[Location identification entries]
%%

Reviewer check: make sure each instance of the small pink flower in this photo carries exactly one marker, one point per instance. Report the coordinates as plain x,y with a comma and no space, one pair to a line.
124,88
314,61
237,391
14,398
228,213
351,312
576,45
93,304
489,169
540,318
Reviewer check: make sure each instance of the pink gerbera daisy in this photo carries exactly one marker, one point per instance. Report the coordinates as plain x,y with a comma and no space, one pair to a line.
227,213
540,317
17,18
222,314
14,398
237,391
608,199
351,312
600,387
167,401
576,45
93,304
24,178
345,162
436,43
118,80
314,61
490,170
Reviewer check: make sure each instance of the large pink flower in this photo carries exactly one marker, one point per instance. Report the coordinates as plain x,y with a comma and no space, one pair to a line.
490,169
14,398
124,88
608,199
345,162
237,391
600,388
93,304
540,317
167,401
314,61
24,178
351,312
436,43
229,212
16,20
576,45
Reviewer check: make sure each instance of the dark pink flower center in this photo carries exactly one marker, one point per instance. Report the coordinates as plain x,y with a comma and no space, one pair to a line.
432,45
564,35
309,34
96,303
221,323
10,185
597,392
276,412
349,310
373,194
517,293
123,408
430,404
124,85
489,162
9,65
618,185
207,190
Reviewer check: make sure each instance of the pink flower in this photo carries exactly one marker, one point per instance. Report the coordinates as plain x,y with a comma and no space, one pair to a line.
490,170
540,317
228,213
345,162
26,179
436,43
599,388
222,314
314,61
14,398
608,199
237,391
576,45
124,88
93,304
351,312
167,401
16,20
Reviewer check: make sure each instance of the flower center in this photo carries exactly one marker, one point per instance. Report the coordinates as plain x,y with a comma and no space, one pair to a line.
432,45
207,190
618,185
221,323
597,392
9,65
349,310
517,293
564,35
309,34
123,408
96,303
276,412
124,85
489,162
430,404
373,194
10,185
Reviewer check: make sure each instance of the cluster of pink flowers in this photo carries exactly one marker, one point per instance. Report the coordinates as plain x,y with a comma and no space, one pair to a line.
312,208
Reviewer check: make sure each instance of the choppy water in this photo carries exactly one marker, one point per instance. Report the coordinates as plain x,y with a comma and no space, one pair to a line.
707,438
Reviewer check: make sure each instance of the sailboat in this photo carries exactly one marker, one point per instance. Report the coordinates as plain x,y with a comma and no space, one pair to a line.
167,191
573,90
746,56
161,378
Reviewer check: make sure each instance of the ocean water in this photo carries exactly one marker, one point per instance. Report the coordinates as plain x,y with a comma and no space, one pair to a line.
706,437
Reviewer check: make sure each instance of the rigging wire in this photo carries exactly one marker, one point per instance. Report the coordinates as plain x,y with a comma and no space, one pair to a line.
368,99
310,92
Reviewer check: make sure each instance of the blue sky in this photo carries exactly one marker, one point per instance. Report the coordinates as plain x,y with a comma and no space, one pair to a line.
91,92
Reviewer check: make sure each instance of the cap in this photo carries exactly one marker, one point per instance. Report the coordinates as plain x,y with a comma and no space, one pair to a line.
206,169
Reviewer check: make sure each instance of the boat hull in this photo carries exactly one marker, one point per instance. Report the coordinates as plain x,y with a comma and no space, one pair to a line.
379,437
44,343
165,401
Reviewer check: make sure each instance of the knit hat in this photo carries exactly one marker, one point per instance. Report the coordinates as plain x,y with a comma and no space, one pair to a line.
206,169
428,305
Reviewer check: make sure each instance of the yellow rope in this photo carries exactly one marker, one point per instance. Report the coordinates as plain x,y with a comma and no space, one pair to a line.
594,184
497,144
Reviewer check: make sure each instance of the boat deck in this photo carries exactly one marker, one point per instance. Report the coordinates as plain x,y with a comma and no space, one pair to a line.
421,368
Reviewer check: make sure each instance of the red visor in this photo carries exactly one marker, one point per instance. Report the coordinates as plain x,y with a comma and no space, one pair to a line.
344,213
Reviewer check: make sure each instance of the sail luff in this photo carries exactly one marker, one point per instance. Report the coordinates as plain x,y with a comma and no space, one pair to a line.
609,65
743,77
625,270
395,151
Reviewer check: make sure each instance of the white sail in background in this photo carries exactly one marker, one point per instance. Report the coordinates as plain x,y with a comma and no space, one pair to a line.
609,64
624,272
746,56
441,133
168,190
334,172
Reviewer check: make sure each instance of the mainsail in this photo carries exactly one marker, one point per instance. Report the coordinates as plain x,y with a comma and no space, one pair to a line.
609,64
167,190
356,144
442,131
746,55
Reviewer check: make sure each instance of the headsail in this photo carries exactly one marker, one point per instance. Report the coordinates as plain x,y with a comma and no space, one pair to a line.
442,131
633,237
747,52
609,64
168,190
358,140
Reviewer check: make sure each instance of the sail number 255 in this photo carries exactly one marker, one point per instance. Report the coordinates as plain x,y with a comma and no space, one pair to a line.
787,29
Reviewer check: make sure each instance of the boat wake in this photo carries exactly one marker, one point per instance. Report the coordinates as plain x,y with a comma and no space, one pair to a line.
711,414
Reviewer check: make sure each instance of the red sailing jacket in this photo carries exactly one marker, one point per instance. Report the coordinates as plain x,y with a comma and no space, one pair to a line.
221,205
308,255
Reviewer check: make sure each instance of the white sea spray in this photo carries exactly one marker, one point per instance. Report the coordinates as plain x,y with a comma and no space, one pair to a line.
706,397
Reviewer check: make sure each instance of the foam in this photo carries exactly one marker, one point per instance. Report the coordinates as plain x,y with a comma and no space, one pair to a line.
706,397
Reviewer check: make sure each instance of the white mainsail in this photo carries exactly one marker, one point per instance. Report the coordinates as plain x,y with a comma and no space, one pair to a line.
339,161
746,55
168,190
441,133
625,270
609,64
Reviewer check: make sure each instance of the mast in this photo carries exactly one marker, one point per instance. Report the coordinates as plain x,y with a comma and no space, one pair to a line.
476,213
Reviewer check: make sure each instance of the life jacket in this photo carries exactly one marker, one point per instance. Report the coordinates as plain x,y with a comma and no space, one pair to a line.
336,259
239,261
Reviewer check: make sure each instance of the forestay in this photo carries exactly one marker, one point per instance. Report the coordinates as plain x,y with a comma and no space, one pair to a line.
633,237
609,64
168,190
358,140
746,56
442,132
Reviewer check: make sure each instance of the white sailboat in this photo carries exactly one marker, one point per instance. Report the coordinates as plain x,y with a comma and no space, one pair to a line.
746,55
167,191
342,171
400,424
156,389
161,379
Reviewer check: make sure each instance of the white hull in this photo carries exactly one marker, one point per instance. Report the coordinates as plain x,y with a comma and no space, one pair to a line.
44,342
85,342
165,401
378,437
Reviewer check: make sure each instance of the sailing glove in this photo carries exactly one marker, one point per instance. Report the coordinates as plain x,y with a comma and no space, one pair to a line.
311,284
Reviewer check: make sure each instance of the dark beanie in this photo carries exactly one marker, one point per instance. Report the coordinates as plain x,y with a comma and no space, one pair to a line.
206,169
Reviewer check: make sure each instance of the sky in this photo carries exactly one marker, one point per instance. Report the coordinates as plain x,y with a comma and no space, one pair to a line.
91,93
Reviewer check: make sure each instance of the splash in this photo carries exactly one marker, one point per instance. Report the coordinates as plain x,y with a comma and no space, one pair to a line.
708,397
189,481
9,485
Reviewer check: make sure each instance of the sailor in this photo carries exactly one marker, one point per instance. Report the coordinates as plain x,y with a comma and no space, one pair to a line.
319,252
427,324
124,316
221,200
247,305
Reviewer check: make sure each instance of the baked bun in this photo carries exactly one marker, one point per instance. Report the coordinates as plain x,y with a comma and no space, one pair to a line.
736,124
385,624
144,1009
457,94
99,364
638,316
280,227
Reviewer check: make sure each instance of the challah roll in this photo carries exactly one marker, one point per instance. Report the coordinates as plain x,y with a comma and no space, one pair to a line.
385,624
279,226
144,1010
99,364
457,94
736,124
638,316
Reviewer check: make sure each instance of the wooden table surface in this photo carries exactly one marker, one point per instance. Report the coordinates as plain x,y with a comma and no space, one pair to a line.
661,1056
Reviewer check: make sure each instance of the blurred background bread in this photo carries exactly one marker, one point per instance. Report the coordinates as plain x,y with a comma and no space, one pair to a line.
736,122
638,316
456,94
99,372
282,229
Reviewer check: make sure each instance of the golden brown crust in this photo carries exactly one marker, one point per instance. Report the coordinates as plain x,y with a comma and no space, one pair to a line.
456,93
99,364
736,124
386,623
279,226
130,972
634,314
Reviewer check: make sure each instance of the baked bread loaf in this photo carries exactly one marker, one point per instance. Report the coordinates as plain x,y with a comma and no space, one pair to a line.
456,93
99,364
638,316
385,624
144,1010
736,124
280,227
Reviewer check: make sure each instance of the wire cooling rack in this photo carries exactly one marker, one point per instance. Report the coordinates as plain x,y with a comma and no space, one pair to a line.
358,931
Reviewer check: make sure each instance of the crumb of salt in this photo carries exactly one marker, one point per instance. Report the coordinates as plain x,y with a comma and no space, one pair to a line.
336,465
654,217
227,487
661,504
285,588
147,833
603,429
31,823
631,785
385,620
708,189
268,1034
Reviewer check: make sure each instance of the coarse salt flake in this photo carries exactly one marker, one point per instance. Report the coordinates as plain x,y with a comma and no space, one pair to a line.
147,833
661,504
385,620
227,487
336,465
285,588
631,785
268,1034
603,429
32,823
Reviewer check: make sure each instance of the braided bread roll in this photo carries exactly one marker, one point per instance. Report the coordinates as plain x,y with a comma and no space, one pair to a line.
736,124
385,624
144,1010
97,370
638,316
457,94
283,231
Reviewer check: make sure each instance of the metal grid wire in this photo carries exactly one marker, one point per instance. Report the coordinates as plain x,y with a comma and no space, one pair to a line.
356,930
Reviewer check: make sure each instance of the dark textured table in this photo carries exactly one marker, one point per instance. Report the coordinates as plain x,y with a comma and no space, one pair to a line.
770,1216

%%

Can you rewrite the entries, starting at the line containing "Reviewer check: make sure each instance of the baked bread" and ending at the last of the entries, with "marker" replaced by "dot" and nothing else altered?

## Exercise output
Reviewer check: make sure each instance of the baked bread loaf in this photo carries exactly one dot, one point per instance. Report the coordinates as plain x,y with a comma and no space, one pair to a line.
456,93
99,364
638,316
385,624
144,1010
736,124
280,227
Reviewer check: make sure each instance of the wire cooling rack in this photo carries exactly one dot, one point per instance. Report the coordinates as plain x,y with a comma and no space, one pair to a line.
358,931
Reviewer check: make sure each instance of the crumb of salt in this photo carries exactly one dot, one point per instance. Report the coordinates as plain x,y with a comma and no space, one pair to a line.
336,465
654,217
227,487
661,504
285,588
147,833
603,429
31,823
631,785
385,620
708,189
268,1034
Reviewer check: make sure each instance of the coarse salt flake in this photo carries exactly one dot, one point per instance. Report the coordinates as plain x,y with a comma and no space, one pair to a line.
147,833
661,504
385,620
227,487
336,465
285,588
631,785
268,1034
603,429
32,823
Reviewer check: make sure each instance of the braided bread roll in this photo carries exactly one dot, one point per instance. Report the coordinates as plain x,y with a comma and no space, one pair to a line.
736,124
385,624
144,1010
97,370
638,316
457,94
283,231
Reviewer check: make sure each instance of the metal grid wire in this photo carries exactly one dot, one point per instance. Report the coordinates as plain x,y with a comma and no space, one pair to a line.
356,930
Reviewer check: make sure each instance of the dark textured table in this photo carries exactly one dot, one point per instance. Report the coordinates as plain x,y with a comma and no space, one pair to a line.
770,1216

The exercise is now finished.